Enforcement in Foreign Jurisdictions
If you win an Israeli arbitral award and need to enforce it against assets held outside Israel, you will typically need to file the award with a court in that jurisdiction. Many countries have their own rules about what becomes public at enforcement stage. This is a structural reality of international arbitration that no confidentiality clause can fully prevent — it is worth planning for it.
Regulatory and Legal Disclosure Obligations
Publicly listed companies in Israel are subject to disclosure obligations under securities law that may require them to report the existence of material disputes, including arbitrations. Similarly, foreign companies listed on overseas exchanges may face disclosure obligations under their local securities rules. A confidentiality clause cannot override a statutory disclosure requirement.
Insolvency Proceedings
If a party to the arbitration becomes insolvent and enters receivership or liquidation under Israeli insolvency law, the arbitration and any award may become part of the insolvent estate's affairs — which are administered through court proceedings open to creditors and, to some extent, the public.
Public Interest and Fraud
Israeli courts have discretion to lift confidentiality obligations where doing so is required in the public interest, or where confidentiality is being used to conceal fraud or other illegality. This is an exceptional situation, but it is a recognized limit on arbitration confidentiality in Israeli case law.

* **What to work on**: Please explain, in one to three sentences and based on the text on arbitration confidentiality in Israel, why a party's insolvency can expose the arbitration to people outside it.

* **Information provided**:
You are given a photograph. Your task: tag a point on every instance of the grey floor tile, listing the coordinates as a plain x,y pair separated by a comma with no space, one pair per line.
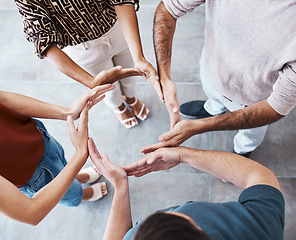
278,148
289,191
21,71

* **Exercise output**: If a party to the arbitration becomes insolvent and enters receivership or liquidation under Israeli insolvency law, the arbitration and any award may become part of the insolvent estate's affairs. Those affairs are administered through court proceedings open to creditors and, to some extent, the public.